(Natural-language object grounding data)
= = = =

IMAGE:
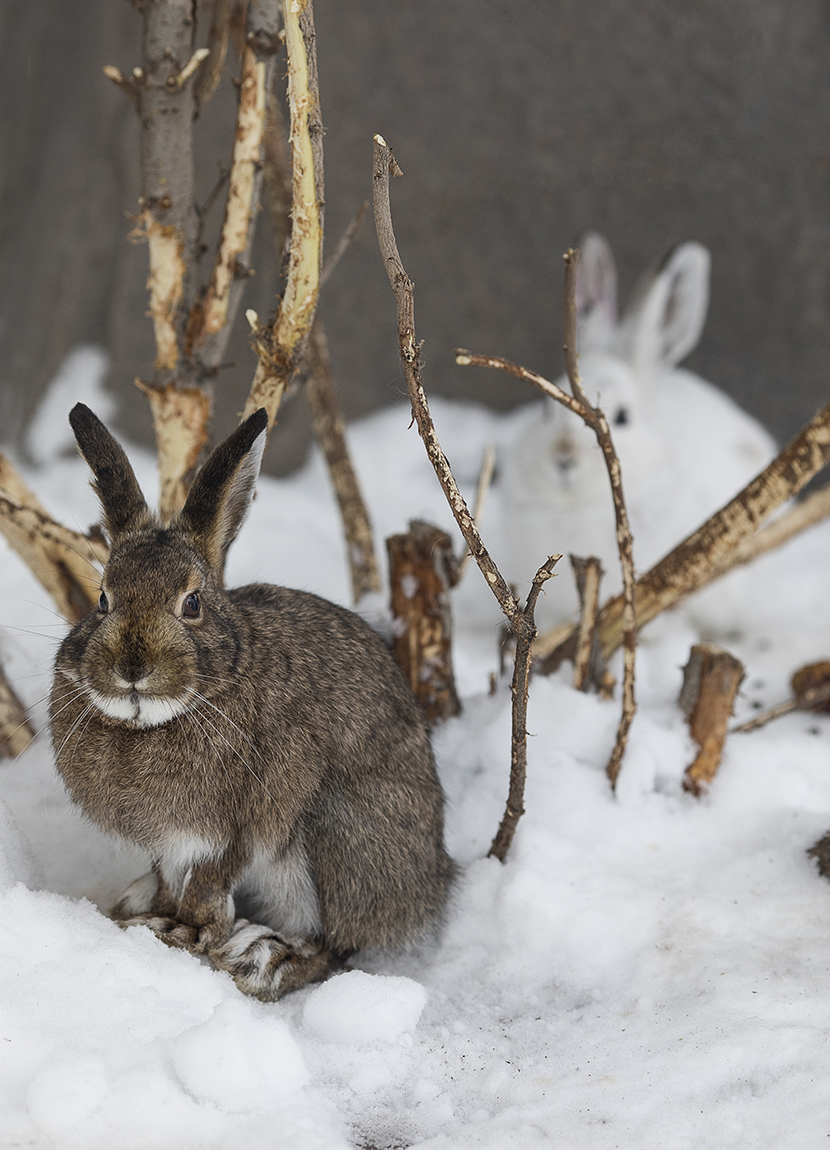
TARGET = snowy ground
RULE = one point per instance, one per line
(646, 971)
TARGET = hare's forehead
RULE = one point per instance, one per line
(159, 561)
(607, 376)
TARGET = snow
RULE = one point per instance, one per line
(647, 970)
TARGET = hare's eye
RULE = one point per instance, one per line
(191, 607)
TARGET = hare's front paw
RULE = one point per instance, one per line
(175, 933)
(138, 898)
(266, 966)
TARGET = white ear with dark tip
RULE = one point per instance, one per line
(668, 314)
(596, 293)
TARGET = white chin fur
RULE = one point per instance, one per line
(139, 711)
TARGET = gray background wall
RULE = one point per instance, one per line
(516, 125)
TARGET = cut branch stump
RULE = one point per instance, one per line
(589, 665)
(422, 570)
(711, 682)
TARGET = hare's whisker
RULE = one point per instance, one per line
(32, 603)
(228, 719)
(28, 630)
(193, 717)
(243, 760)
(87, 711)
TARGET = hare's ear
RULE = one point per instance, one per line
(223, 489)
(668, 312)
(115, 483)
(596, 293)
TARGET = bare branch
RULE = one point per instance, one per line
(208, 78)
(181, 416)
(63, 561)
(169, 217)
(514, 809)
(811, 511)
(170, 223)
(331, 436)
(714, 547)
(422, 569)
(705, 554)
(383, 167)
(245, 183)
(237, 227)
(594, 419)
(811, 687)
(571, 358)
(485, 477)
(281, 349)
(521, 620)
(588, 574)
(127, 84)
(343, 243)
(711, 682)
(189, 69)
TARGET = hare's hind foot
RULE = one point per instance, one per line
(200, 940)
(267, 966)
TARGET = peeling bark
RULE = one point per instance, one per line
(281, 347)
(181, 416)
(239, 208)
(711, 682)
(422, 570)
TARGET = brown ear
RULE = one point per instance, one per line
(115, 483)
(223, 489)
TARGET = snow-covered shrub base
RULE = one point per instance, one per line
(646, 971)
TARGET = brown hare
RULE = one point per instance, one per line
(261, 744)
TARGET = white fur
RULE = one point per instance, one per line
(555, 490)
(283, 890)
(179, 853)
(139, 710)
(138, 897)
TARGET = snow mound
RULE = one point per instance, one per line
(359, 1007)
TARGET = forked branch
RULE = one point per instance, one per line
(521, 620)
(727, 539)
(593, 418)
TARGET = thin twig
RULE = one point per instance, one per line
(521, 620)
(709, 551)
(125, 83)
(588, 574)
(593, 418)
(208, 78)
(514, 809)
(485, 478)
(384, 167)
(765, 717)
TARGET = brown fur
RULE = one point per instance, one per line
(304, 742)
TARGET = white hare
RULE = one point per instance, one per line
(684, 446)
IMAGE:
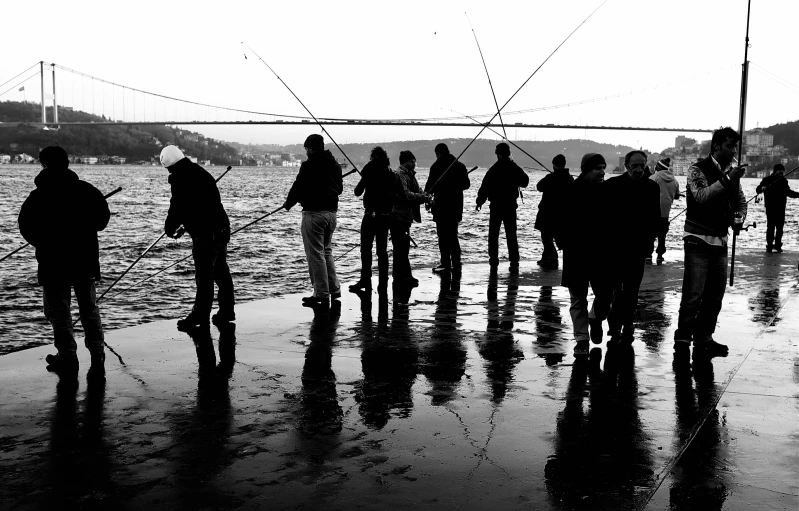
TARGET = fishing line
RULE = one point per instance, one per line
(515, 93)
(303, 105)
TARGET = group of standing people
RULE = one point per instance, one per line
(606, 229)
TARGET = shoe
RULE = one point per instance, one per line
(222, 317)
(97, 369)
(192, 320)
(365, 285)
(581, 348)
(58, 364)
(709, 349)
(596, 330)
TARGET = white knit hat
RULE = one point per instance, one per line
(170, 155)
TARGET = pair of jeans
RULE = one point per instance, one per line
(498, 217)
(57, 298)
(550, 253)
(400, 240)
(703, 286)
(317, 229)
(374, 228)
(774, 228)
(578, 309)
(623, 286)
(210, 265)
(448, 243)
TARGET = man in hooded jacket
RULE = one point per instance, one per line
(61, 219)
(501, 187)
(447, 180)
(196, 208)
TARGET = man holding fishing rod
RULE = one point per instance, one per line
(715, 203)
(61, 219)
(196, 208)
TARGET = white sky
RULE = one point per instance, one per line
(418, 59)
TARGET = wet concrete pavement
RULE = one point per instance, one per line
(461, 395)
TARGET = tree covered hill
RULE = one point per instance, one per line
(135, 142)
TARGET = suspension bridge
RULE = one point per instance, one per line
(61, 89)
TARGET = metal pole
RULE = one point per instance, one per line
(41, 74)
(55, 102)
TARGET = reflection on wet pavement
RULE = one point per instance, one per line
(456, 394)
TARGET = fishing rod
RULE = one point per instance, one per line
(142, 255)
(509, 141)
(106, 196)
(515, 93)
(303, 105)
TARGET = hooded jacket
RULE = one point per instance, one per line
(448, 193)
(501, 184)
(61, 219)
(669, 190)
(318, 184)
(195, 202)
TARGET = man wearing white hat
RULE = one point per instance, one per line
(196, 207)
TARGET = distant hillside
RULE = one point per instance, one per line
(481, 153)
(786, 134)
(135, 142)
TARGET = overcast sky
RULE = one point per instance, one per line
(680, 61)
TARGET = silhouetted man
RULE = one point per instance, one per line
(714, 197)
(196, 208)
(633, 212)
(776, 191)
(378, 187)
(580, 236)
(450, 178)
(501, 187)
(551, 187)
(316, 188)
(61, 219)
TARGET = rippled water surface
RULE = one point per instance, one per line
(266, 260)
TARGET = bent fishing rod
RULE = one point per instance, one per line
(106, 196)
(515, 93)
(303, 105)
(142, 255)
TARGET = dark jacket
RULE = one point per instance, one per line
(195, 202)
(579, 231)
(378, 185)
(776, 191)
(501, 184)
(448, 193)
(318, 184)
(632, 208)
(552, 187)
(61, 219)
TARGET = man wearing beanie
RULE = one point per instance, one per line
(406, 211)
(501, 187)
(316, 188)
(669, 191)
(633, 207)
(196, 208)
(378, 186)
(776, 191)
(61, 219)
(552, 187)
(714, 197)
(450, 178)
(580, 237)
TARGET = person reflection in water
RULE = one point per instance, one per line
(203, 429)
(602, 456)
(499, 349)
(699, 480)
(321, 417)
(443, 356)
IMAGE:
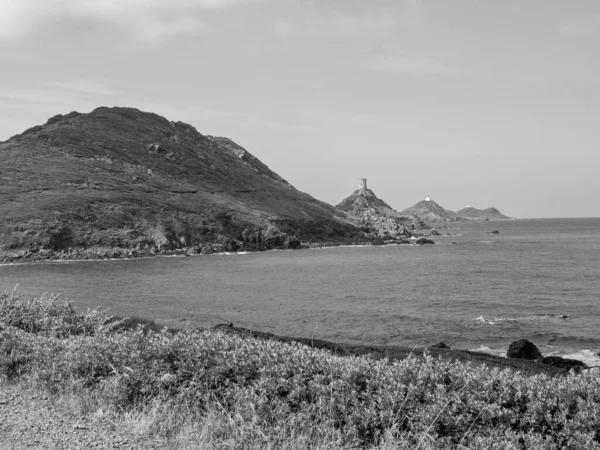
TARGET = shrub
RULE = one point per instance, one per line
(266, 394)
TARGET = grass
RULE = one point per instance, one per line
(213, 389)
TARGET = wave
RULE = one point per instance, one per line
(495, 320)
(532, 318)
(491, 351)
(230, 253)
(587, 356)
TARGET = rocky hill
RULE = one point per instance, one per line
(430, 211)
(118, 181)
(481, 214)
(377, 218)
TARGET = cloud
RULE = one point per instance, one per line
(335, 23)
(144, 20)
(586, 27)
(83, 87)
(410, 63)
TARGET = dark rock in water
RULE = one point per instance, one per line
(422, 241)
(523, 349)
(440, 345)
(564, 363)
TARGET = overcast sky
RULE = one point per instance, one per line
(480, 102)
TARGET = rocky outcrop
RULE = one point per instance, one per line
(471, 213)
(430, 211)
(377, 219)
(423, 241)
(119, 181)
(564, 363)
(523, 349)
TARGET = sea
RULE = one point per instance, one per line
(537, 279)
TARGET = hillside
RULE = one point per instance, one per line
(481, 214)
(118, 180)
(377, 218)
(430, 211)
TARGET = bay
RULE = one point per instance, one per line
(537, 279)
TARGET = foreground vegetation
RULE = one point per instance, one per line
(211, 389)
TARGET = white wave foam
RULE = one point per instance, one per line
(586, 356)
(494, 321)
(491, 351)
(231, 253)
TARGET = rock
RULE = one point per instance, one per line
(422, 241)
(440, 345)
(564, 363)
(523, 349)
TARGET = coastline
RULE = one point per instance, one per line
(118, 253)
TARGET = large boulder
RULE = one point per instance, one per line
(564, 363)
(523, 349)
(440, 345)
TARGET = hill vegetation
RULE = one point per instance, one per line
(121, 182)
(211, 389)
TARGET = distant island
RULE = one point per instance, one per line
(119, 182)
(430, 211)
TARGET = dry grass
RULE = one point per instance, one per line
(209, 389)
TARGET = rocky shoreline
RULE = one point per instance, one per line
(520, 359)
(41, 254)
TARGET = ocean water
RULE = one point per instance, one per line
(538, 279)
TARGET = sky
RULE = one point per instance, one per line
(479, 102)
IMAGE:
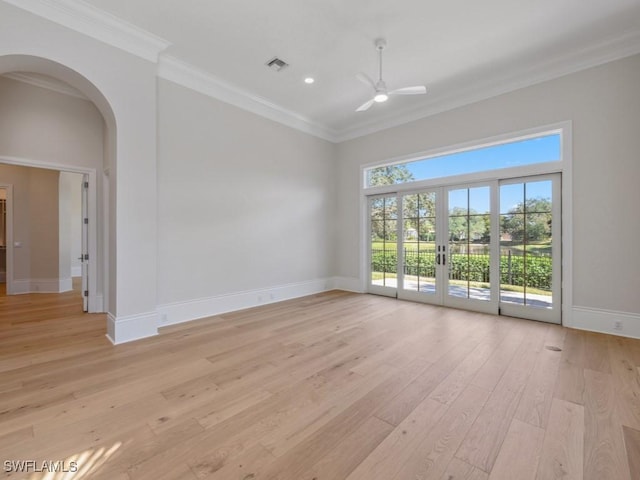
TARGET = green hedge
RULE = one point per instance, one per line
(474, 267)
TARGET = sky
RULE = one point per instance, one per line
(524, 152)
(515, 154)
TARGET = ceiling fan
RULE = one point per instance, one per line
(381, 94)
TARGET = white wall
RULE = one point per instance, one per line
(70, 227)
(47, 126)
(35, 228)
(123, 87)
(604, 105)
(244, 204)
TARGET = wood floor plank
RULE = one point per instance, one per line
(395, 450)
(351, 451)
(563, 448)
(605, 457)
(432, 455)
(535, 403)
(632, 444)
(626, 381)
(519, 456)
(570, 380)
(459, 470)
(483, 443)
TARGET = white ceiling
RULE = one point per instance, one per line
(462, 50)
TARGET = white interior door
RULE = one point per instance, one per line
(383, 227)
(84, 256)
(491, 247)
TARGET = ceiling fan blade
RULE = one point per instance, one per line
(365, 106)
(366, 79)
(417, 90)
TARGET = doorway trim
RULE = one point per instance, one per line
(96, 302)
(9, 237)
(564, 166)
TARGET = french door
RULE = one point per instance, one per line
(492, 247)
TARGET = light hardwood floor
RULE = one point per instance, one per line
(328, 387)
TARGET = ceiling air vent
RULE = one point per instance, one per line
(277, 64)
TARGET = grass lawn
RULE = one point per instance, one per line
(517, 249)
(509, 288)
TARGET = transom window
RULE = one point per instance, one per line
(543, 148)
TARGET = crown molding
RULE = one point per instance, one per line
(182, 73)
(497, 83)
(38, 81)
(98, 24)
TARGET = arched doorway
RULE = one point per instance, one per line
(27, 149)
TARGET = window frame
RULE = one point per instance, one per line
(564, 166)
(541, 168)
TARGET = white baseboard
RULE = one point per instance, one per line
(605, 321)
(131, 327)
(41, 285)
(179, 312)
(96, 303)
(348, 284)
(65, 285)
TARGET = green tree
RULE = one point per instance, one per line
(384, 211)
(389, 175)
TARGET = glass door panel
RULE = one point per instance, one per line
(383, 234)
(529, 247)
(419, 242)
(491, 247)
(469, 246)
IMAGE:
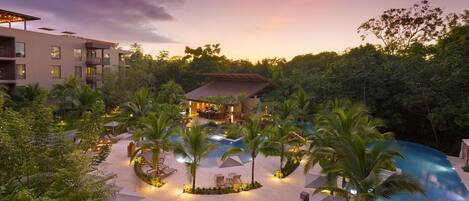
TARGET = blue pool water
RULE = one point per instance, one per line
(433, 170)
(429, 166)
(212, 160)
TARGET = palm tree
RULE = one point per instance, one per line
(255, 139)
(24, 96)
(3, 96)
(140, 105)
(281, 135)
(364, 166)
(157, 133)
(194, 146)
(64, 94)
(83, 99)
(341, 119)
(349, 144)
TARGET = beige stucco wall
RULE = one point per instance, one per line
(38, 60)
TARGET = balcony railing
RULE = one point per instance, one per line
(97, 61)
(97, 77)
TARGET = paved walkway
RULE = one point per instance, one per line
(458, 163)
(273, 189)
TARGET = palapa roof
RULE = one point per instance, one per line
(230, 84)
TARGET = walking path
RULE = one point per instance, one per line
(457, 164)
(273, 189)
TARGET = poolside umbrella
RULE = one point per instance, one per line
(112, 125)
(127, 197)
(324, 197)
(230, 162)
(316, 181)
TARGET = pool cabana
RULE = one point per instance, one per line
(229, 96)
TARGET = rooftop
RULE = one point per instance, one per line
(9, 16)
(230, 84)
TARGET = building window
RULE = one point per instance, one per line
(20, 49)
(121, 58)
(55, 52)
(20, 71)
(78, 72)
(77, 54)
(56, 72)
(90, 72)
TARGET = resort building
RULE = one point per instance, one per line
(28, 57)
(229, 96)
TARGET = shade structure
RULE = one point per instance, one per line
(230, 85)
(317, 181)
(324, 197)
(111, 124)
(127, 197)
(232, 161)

= = = =

→ **THE TASK**
For every line in the data above that holds "distant", return the line itself.

→ **RESULT OF THE TASK**
TARGET = distant hillside
TARGET = distant island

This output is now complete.